Task brief> From the first line to the last, give the listing again exactly.

Data extracts>
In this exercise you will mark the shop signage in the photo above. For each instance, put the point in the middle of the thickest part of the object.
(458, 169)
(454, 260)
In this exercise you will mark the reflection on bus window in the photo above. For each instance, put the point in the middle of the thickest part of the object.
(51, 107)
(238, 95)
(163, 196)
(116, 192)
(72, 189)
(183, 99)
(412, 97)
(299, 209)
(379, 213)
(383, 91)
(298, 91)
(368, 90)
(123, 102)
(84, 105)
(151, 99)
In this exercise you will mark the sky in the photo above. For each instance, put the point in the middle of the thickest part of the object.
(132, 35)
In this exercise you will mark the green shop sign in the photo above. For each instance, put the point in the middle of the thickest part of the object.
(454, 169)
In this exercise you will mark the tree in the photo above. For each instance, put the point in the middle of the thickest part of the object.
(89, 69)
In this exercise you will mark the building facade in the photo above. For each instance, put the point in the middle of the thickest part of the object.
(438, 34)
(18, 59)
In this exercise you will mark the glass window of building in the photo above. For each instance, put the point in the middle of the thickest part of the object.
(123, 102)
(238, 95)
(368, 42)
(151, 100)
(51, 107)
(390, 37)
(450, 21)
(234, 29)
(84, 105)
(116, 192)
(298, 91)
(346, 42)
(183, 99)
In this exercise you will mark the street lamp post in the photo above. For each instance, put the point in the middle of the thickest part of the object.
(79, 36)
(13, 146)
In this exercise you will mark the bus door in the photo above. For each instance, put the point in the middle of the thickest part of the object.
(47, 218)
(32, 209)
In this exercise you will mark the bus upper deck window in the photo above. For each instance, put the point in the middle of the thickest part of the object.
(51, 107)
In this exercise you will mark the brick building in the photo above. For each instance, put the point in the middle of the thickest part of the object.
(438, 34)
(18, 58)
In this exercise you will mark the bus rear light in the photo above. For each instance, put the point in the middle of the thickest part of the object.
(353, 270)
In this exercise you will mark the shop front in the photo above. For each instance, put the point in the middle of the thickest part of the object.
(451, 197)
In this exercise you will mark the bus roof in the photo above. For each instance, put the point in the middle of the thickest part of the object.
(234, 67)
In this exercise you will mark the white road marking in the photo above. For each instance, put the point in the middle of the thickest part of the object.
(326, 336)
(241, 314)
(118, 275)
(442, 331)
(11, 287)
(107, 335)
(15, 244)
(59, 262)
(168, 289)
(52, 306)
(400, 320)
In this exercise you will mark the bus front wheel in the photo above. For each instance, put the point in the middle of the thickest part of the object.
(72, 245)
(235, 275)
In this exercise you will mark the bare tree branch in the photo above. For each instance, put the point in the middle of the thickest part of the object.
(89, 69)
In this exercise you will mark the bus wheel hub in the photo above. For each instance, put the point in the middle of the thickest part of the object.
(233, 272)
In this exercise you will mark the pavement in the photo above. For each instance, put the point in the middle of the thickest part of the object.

Task output>
In this exercise you will mark the shop signage in the photo above. For each instance, put the point in the middle of the thickest part of the object.
(458, 169)
(454, 260)
In this exercise you will mark the reflection on bus window in the photo above. For each instance, put the point in the middle of the thickest part of the object.
(51, 107)
(238, 95)
(163, 196)
(116, 192)
(72, 189)
(183, 99)
(412, 97)
(299, 209)
(379, 213)
(383, 91)
(298, 91)
(368, 90)
(123, 102)
(84, 105)
(151, 99)
In this exercise you will mark the sky in the photo above. For each instance, put the point in the middle of the thickest part of the object.
(132, 35)
In this exercise you will mark the green shop sign in the photo above. For each instance, put the point in the middle of the thickest part of the object.
(454, 169)
In this exercise you will mark the tree in the photo above. For each instance, put the point in the middle of the thickest part of the object.
(89, 69)
In this exercise you will mark the building facade in the photo above. For each instance, put the point in the middle of the thickest part of the object.
(438, 34)
(18, 59)
In this exercise you will mark the glass window of building in the photo above. For each instance, put the point in the middle of the thickest part of the object.
(123, 102)
(238, 95)
(368, 42)
(151, 100)
(51, 107)
(390, 37)
(450, 21)
(234, 29)
(84, 105)
(116, 192)
(298, 91)
(346, 42)
(183, 99)
In this exercise you will mark the street lamp post in the photo above. For each instance, put the point in the middle of the thickest part of the object.
(79, 36)
(13, 146)
In this exercise you will mark the bus door in the photo above. For each instance, put the point in the middle of the thickest part of the object.
(47, 218)
(32, 209)
In this exercise you will mark the bus upper deck window in the photo above. For each instance, put the point in the middle of the thickest part of the object.
(51, 107)
In this exercise you will mark the brick building in the photo above. For each instance, put the point in the middle of the thickest part of the object.
(438, 34)
(18, 58)
In this exercise you will mark the bus rear light in the photo above. For each instance, put the point in the middle of the thickest part of the object.
(353, 270)
In this exercise you will mark the shop front in the photo above. For each instance, put the point in the middle of the thickest part of the object.
(451, 197)
In this exercise you will mark the bus roof in the photo above. For each instance, put the point in the middle of the thickest part of the object.
(234, 67)
In this exercise you will mark the white road marking in the photo above. For each instance, put the point in the middle of the thickest part of the object.
(326, 336)
(241, 314)
(118, 275)
(442, 331)
(11, 287)
(107, 335)
(15, 244)
(59, 262)
(168, 289)
(52, 306)
(400, 320)
In this exercise you will mark the bus front wheel in the photo above. For each instance, put the point in the middle of the thickest part of the object.
(72, 245)
(235, 275)
In this exercise you will mark the bare tree branch in the photo above. For each instance, put the point in the middle of the thickest part of the object.
(89, 69)
In this exercise you will mark the bus wheel hub in the photo above. For each instance, put the point in the middle of the thickest part of the object.
(233, 272)
In this exercise you will mark the pavement in the photo above. For each instance, put the point in the middle of the thickest part of the object.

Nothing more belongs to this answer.